What this task involves
Rewrite every line of the records below as a numbered list, dropping any blank lines.

Extracts from a box-labeled dataset
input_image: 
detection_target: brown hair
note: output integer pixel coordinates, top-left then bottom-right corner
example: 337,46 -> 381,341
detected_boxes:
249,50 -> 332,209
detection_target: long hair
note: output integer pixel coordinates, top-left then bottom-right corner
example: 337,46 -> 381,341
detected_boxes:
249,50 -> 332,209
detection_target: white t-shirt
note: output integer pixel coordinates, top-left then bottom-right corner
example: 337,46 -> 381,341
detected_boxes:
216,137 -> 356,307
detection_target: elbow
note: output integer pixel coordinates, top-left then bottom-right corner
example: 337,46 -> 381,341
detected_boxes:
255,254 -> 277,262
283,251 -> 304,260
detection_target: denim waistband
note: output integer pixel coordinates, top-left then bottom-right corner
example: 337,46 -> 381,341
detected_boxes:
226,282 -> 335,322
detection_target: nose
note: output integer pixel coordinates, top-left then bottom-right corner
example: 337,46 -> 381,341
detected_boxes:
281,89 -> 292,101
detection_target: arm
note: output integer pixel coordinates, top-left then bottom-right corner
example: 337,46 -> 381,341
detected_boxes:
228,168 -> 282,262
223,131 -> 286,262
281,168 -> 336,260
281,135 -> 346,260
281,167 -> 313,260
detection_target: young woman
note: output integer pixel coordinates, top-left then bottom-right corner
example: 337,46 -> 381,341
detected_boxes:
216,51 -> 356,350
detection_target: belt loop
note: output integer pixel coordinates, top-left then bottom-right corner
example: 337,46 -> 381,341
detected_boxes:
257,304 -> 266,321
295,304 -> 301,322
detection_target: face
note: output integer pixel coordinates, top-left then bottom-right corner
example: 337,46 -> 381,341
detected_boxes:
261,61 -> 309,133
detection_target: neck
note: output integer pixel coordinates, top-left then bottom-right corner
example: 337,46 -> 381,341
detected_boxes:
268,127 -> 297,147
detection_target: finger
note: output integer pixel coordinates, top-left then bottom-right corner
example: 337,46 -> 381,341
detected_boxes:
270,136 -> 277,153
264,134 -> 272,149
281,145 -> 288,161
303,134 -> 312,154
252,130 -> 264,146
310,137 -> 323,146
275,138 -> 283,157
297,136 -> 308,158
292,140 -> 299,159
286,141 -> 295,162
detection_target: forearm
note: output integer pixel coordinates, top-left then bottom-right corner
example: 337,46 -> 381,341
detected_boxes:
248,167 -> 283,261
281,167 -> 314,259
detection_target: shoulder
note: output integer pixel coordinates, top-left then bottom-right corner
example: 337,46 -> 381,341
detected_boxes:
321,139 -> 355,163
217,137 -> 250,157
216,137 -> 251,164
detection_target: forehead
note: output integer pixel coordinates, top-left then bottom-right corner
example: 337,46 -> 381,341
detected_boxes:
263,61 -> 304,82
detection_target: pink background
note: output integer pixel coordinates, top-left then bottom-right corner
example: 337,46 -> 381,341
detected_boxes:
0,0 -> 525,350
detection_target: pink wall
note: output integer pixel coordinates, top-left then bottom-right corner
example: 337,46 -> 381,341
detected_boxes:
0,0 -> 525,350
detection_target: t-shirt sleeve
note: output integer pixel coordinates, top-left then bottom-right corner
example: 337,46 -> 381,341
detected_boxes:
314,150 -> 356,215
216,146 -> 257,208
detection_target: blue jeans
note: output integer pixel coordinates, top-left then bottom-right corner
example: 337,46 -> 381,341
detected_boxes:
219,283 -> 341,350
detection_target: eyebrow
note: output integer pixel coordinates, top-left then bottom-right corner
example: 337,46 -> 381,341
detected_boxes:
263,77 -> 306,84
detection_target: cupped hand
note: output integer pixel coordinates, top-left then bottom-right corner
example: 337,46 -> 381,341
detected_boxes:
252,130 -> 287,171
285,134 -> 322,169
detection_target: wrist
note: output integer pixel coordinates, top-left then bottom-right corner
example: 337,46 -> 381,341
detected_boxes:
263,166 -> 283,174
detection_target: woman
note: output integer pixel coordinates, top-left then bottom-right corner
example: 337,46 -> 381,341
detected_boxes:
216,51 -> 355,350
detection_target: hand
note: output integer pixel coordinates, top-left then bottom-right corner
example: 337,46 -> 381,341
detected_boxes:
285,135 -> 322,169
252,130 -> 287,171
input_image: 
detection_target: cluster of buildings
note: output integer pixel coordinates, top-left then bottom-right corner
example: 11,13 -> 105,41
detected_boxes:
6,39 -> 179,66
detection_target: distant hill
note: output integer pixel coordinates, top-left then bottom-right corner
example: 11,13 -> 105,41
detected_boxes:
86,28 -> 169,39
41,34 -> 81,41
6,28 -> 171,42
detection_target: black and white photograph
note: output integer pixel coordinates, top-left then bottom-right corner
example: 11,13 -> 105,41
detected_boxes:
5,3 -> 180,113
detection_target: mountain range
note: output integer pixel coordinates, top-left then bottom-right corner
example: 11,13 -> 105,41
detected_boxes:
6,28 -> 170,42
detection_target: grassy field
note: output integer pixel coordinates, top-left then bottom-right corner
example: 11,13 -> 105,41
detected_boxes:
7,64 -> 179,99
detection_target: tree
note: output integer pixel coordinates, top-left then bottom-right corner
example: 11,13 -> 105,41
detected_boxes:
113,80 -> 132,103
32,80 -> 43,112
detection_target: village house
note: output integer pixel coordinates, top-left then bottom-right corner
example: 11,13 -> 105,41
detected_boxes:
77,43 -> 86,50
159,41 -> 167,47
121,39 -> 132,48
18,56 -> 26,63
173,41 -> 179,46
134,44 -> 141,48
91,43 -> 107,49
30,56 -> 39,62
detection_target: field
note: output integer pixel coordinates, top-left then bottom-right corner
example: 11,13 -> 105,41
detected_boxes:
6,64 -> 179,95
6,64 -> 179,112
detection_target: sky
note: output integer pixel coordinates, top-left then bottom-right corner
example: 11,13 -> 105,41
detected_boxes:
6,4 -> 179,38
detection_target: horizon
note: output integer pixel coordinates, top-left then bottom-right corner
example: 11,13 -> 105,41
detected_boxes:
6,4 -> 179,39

Expected answer
1. input_image: 
2. detection_target: brown hair
3. note: output integer pixel coordinates, top-left then bottom-right corner
4. example: 337,46 -> 381,341
5. detected_boxes:
6. 249,50 -> 332,209
7. detection_target: long hair
8. note: output integer pixel coordinates, top-left then bottom-right corner
9. example: 337,46 -> 381,341
10. detected_boxes:
11. 249,50 -> 332,209
12. detection_target: white t-shirt
13. note: output integer pixel coordinates, top-left then bottom-right corner
14. example: 337,46 -> 381,341
15. detected_boxes:
16. 216,137 -> 356,307
17. detection_target: elbow
18. note: output integer pixel coordinates, top-left then bottom-right corner
19. example: 337,46 -> 381,341
20. detected_boxes:
21. 255,254 -> 277,262
22. 283,251 -> 304,260
23. detection_target: denim waistband
24. note: output integer pixel coordinates, top-left then bottom-right corner
25. example: 337,46 -> 381,341
26. detected_boxes:
27. 226,282 -> 335,322
28. detection_target: nose
29. note: output integer pixel coordinates, top-left then bottom-right corner
30. example: 337,46 -> 381,341
31. detected_boxes:
32. 281,89 -> 292,101
33. detection_target: arm
34. note: output integer pixel coordinates, top-left then bottom-right corner
35. example: 337,46 -> 381,341
36. detected_boxes:
37. 228,168 -> 282,262
38. 223,131 -> 286,262
39. 281,168 -> 336,260
40. 281,135 -> 346,260
41. 281,167 -> 313,260
42. detection_target: young woman
43. note: output integer pixel coordinates, top-left then bottom-right corner
44. example: 337,46 -> 381,341
45. detected_boxes:
46. 216,51 -> 356,350
47. detection_target: belt loop
48. note: output integer pixel coordinates, top-left then bottom-right corner
49. example: 337,46 -> 381,341
50. detected_boxes:
51. 257,304 -> 266,321
52. 295,304 -> 301,322
53. detection_target: face
54. note: output integer pixel coordinates, top-left then bottom-right corner
55. example: 337,46 -> 381,341
56. detected_boxes:
57. 261,61 -> 309,133
58. detection_target: neck
59. note: output integer pixel coordinates, top-left then bottom-right corner
60. example: 337,46 -> 381,341
61. detected_boxes:
62. 268,127 -> 297,147
63. detection_target: finger
64. note: output integer pixel coordinates, top-left then bottom-right corner
65. example: 337,46 -> 381,341
66. detected_boxes:
67. 270,136 -> 277,153
68. 264,134 -> 272,149
69. 281,145 -> 288,161
70. 303,134 -> 312,154
71. 252,130 -> 264,146
72. 310,137 -> 323,146
73. 275,138 -> 283,157
74. 297,136 -> 308,158
75. 292,140 -> 299,159
76. 286,141 -> 295,162
77. detection_target: forearm
78. note: output integer pixel coordinates, top-left then bottom-right corner
79. example: 337,46 -> 381,341
80. detected_boxes:
81. 248,167 -> 283,261
82. 281,167 -> 314,259
83. detection_target: shoulder
84. note: output integer pixel coordinates, top-left then bottom-right corner
85. example: 337,46 -> 381,341
86. detected_boxes:
87. 321,139 -> 355,163
88. 217,137 -> 250,157
89. 216,137 -> 251,164
90. detection_target: forehead
91. note: output integer pixel coordinates, top-left then bottom-right corner
92. example: 337,46 -> 381,341
93. detected_boxes:
94. 263,61 -> 304,82
95. detection_target: pink background
96. note: output integer pixel coordinates, top-left then bottom-right corner
97. example: 337,46 -> 381,341
98. detected_boxes:
99. 0,0 -> 525,350
100. detection_target: pink wall
101. note: output integer pixel coordinates, top-left then bottom-right corner
102. example: 337,46 -> 381,341
103. detected_boxes:
104. 0,0 -> 525,350
105. detection_target: t-shirt sleeve
106. note: output integer pixel coordinates, top-left then bottom-right corner
107. example: 337,46 -> 381,341
108. detected_boxes:
109. 314,150 -> 356,215
110. 216,146 -> 257,208
111. detection_target: blue jeans
112. note: output integer pixel coordinates, top-left then bottom-right corner
113. example: 337,46 -> 381,341
114. detected_boxes:
115. 219,283 -> 341,350
116. detection_target: eyebrow
117. note: output integer pixel coordinates, top-left then bottom-right corner
118. example: 337,46 -> 381,341
119. detected_boxes:
120. 263,77 -> 306,84
121. detection_target: cupped hand
122. note: output integer pixel coordinates, top-left then bottom-right corner
123. example: 337,46 -> 381,341
124. detected_boxes:
125. 252,130 -> 287,171
126. 285,134 -> 322,169
127. detection_target: wrist
128. note: output integer pixel coordinates, top-left then bottom-right corner
129. example: 337,46 -> 381,341
130. detected_boxes:
131. 263,166 -> 283,174
132. detection_target: woman
133. note: output integer pixel coordinates, top-left then bottom-right corner
134. example: 337,46 -> 381,341
135. detected_boxes:
136. 216,51 -> 355,350
137. detection_target: hand
138. note: output integer pixel coordinates, top-left then bottom-right corner
139. example: 337,46 -> 381,341
140. detected_boxes:
141. 285,135 -> 322,169
142. 252,130 -> 287,171
143. input_image: 
144. detection_target: cluster of buildings
145. note: output integer pixel coordinates, top-left then bottom-right corner
146. example: 11,13 -> 105,41
147. detected_boxes:
148. 6,39 -> 179,66
149. detection_target: distant hill
150. note: output integer pixel coordinates, top-left then bottom-right corner
151. example: 11,13 -> 105,41
152. detected_boxes:
153. 86,28 -> 169,39
154. 41,34 -> 81,41
155. 6,28 -> 171,42
156. detection_target: black and white photograph
157. note: output integer pixel coordinates, top-left then bottom-right corner
158. example: 11,13 -> 105,41
159. detected_boxes:
160. 5,3 -> 180,113
161. detection_target: mountain range
162. note: output integer pixel coordinates, top-left then bottom-right corner
163. example: 11,13 -> 105,41
164. detected_boxes:
165. 6,28 -> 170,42
166. detection_target: grassy field
167. note: output integer pixel coordinates, top-left then bottom-right corner
168. example: 11,13 -> 105,41
169. detected_boxes:
170. 7,64 -> 179,99
171. detection_target: tree
172. note: output integer pixel coordinates, top-left then bottom-right corner
173. example: 11,13 -> 105,41
174. detected_boxes:
175. 113,80 -> 132,103
176. 32,80 -> 43,112
177. detection_target: village house
178. note: output integer pixel coordinates, top-left then bottom-right corner
179. example: 11,13 -> 105,41
180. detected_boxes:
181. 77,43 -> 86,50
182. 159,41 -> 167,47
183. 121,39 -> 132,48
184. 18,56 -> 26,63
185. 173,41 -> 179,46
186. 134,44 -> 141,48
187. 91,43 -> 107,49
188. 30,56 -> 39,62
189. detection_target: field
190. note: output integer pixel coordinates, top-left then bottom-right corner
191. example: 11,13 -> 105,41
192. detected_boxes:
193. 6,64 -> 179,95
194. 6,64 -> 179,112
195. detection_target: sky
196. note: output integer pixel coordinates, top-left then bottom-right corner
197. example: 11,13 -> 105,41
198. detected_boxes:
199. 6,4 -> 179,38
200. detection_target: horizon
201. note: output integer pixel coordinates, top-left then bottom-right corner
202. example: 11,13 -> 105,41
203. detected_boxes:
204. 6,4 -> 179,39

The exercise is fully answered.